### DIRECTIONS FOR THIS TASK:
Search the entries for the word "wooden". Copy each line in which it is found.

======== TASK INPUTS

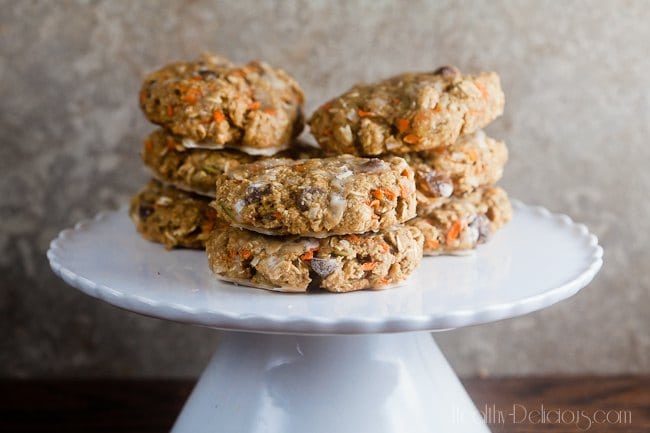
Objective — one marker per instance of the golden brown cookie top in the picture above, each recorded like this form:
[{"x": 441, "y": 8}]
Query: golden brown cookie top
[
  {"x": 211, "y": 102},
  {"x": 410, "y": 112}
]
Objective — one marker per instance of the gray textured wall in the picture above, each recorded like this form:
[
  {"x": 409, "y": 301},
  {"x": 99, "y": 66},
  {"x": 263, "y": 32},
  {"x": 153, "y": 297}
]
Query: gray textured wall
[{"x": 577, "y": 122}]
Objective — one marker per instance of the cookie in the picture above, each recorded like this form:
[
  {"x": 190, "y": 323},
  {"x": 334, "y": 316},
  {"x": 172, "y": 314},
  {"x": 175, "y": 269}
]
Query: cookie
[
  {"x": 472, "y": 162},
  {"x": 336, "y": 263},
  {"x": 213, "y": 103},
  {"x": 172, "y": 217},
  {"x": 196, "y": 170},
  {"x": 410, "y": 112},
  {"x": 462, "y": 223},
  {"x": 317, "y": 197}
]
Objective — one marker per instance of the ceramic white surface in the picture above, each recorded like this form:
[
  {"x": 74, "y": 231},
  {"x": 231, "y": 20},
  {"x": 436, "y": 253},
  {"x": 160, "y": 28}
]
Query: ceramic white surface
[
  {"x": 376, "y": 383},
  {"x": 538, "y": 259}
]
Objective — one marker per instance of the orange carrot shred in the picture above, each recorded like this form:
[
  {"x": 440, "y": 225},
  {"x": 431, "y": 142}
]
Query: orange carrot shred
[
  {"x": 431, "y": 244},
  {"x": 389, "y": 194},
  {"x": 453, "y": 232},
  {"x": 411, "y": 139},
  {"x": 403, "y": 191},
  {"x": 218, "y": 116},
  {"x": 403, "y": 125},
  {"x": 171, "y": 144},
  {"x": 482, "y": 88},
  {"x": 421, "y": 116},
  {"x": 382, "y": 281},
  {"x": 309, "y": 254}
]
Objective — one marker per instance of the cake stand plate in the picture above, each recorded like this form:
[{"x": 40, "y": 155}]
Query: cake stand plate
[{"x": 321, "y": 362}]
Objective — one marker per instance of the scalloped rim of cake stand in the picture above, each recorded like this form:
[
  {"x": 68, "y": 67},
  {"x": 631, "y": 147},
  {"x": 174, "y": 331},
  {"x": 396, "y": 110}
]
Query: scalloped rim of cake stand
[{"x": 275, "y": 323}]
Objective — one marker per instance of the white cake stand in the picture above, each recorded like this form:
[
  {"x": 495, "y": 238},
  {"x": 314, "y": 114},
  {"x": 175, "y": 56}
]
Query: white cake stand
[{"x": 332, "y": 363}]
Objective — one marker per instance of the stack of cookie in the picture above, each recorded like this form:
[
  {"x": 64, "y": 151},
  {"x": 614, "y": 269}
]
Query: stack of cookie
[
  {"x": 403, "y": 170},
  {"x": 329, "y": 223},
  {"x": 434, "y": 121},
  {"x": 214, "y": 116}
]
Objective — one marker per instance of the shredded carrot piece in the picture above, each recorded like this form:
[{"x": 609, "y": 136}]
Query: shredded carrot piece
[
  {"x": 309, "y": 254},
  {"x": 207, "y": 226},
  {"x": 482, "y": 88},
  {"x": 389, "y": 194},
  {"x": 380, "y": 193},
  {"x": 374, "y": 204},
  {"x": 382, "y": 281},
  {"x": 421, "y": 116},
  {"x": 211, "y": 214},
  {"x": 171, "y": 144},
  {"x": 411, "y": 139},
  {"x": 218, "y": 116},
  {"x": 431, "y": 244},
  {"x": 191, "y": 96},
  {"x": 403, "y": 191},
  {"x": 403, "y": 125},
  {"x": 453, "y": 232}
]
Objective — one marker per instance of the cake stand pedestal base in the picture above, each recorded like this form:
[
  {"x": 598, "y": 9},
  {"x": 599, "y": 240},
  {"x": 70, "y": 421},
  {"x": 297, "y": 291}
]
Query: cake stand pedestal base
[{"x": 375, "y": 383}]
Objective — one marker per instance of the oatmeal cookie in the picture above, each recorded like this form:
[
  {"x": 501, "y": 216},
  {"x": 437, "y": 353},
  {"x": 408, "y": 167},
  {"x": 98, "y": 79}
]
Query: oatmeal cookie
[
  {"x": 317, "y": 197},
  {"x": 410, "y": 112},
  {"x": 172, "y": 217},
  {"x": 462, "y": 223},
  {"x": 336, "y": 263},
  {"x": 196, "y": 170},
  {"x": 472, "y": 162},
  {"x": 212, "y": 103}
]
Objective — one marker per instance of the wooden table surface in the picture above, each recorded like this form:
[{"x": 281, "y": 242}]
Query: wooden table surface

================
======== TASK INPUTS

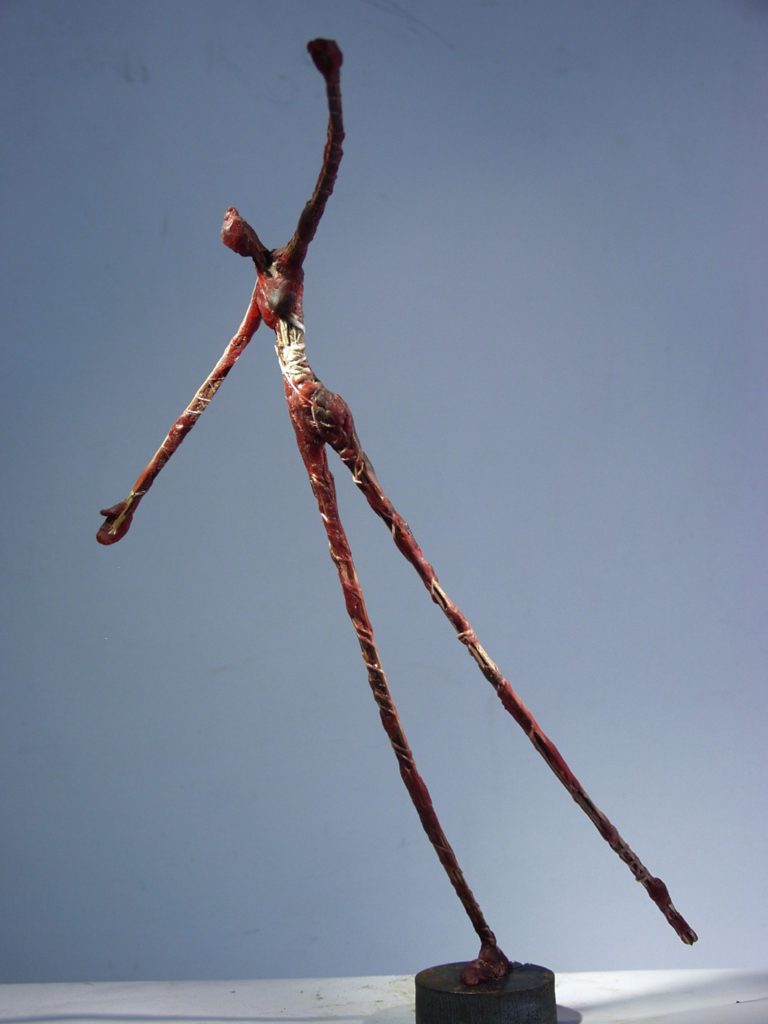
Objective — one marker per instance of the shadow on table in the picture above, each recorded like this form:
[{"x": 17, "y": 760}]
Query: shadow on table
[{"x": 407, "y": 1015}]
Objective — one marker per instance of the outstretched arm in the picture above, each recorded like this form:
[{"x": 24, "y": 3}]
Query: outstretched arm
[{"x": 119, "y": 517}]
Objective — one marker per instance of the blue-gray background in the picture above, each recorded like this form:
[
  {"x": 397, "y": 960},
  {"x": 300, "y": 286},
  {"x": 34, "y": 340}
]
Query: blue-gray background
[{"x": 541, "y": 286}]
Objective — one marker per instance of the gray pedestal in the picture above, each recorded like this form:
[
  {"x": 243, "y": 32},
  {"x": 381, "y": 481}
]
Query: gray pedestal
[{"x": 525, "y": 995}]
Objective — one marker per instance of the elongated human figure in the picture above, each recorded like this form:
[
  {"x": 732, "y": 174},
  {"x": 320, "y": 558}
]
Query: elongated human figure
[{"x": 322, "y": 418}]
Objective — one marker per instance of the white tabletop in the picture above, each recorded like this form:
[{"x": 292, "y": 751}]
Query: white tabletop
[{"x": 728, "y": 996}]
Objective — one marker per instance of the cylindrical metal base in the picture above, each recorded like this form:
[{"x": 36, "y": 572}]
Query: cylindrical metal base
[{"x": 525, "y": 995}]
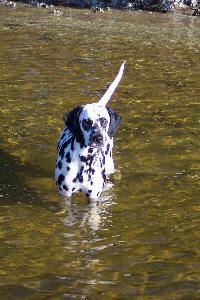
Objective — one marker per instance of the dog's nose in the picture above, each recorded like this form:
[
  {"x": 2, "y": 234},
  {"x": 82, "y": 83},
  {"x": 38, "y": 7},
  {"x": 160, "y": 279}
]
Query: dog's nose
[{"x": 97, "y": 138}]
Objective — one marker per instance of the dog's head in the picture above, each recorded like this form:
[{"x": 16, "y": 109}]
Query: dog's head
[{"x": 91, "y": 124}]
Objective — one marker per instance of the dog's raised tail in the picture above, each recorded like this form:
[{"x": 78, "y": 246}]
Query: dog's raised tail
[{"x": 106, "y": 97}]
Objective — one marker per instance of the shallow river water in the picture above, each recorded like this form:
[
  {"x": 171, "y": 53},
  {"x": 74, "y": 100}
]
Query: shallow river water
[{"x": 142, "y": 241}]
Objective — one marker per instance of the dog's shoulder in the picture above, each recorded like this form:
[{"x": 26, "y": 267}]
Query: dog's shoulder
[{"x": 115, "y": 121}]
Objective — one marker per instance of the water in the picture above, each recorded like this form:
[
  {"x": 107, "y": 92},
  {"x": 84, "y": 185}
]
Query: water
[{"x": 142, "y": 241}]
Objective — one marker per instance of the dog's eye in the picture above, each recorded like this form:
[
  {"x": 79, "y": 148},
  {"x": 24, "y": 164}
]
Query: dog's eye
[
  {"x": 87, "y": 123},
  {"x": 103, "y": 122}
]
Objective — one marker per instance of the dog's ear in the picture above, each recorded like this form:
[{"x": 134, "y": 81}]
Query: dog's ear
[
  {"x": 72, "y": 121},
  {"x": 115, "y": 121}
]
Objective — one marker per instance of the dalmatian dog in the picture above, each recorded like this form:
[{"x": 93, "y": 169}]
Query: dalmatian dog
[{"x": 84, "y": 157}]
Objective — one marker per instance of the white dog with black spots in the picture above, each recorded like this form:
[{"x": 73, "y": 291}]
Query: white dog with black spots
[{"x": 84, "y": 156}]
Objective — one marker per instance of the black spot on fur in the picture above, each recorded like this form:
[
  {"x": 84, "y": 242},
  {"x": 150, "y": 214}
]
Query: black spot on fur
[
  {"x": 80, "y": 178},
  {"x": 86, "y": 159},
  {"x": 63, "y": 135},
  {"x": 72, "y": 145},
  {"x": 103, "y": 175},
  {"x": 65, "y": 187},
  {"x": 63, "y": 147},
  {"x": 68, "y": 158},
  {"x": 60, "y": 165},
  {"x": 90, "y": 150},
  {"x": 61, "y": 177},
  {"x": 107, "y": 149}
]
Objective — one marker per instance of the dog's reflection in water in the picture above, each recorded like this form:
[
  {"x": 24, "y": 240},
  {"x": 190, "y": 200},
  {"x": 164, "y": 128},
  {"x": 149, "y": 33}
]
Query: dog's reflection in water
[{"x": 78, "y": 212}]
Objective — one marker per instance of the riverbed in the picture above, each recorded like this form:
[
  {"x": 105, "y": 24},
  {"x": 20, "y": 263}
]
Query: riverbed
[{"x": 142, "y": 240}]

================
======== TASK INPUTS

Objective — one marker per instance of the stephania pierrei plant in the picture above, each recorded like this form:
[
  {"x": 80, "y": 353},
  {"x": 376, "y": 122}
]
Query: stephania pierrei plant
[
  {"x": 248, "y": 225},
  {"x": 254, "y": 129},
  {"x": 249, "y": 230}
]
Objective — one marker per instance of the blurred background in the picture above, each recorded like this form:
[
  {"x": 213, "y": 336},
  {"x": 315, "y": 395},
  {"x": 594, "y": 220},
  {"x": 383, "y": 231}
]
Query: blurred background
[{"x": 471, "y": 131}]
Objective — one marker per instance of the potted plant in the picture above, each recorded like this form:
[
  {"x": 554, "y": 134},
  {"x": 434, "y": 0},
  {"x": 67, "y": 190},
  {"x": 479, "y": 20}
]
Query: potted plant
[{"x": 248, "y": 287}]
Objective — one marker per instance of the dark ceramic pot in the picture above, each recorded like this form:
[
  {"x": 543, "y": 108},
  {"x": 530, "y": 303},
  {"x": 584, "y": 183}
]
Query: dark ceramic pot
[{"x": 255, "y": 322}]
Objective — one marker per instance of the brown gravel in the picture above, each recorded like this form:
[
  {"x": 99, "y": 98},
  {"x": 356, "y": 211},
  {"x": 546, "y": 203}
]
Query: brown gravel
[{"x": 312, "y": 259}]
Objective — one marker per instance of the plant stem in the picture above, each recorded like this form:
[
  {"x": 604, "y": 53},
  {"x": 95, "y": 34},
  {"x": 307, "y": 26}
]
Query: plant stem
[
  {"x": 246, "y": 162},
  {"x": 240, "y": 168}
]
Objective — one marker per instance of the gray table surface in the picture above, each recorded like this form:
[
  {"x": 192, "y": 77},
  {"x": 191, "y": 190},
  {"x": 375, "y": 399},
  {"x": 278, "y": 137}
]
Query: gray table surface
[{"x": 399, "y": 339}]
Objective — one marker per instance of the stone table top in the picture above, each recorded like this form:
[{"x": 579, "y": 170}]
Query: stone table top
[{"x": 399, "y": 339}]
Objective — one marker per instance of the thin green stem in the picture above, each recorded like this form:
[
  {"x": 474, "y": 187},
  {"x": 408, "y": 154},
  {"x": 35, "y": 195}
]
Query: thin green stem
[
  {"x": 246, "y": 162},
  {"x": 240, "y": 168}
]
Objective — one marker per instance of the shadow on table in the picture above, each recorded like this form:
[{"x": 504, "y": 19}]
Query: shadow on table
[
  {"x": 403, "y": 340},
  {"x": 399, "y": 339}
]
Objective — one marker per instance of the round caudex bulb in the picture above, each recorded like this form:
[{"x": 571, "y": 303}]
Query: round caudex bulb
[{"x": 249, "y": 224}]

================

### ANSWER TO THE PROBLEM:
Objective — one marker per instance of the wooden table surface in the picture above, each recorded like this form:
Query: wooden table surface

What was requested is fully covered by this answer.